Saved data entries:
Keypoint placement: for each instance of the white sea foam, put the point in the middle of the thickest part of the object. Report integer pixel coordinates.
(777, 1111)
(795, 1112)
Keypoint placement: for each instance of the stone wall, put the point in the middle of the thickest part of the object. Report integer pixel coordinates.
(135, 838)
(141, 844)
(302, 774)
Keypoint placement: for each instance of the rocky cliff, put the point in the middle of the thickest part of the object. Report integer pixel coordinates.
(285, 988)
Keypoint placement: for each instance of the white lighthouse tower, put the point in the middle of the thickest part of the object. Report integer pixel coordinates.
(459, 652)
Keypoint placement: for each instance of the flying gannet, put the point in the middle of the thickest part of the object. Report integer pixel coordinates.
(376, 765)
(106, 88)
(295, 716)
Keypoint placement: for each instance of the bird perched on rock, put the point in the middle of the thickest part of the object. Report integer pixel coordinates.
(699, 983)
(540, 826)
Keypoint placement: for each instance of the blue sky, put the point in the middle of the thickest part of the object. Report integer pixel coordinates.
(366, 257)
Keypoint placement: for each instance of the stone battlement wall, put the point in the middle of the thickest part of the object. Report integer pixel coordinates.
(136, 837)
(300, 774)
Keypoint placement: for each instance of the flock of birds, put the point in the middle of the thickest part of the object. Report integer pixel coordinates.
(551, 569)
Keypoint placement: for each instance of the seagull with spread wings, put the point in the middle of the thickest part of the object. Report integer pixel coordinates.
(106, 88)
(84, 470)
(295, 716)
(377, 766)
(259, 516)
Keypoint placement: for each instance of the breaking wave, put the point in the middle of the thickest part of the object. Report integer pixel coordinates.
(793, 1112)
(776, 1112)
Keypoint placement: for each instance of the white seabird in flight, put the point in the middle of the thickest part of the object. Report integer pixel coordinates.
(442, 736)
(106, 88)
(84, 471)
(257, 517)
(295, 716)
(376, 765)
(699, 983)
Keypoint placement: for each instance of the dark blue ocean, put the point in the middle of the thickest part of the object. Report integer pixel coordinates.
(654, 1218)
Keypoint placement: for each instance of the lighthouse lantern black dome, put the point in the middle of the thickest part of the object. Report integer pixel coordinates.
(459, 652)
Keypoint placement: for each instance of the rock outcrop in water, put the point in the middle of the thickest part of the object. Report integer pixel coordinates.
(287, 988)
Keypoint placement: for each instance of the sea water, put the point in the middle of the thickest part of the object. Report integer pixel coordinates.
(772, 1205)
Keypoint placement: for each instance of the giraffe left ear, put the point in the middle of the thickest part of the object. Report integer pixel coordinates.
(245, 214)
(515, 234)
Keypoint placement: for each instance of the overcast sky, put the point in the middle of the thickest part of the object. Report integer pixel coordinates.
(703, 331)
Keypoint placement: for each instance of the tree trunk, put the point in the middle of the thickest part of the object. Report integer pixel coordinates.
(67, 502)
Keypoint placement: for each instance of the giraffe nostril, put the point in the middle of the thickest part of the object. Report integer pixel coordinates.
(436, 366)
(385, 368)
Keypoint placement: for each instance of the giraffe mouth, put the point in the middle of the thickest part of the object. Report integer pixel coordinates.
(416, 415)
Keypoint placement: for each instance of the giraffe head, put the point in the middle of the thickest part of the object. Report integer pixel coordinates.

# Exercise directions:
Starting with the line that contains "Keypoint placement: for each instance of the rocky" and going through the line that contains "(776, 1112)", write out that stretch of the data again with every request kept as it is. Offset each coordinate in the answers by adding 98 to it.

# Reply:
Keypoint placement: for each instance of the rocky cliff, put the point in the middle of the thickest part of the object. Report integer pixel coordinates.
(383, 1086)
Keypoint placement: for each instance of the white lighthouse tower, put the point in the middle of the thickest part of the object. Report integer pixel coordinates.
(557, 750)
Keypoint placement: for each instance of the flying gannet, put the point in the middle of the thickest part of the object. Report integer pixel coordinates.
(474, 863)
(204, 186)
(393, 814)
Keypoint placement: for each instance of the bird perched on rock, put the point in the middle of the thickest part of the object. Report integer pixel coordinates.
(797, 1081)
(638, 924)
Keypoint placement: for each instance of the blue sky, put the point in the middle of the thickest part of the object. Report integer pixel coordinates.
(464, 355)
Keypoint placement: for each instance of the stone battlement wall, put the point in the middle of the thickest part of the object. Report integer pixel coordinates.
(234, 935)
(398, 872)
Keypoint placement: for each instance of the flock of birds, put the point in the middle of the thickest part of the object. Report integer pixel coordinates.
(649, 667)
Keypoint placement: for each instance of the seagull with spread wings, put the point in the middle of the thickest part of the object. Report integer pixel coordinates.
(204, 186)
(182, 568)
(393, 814)
(475, 864)
(357, 614)
Keypoint placement: for each instance of the breaking wave, put the point in the middle of the thickest part of the object. Report integer pixel coordinates.
(891, 1210)
(874, 1210)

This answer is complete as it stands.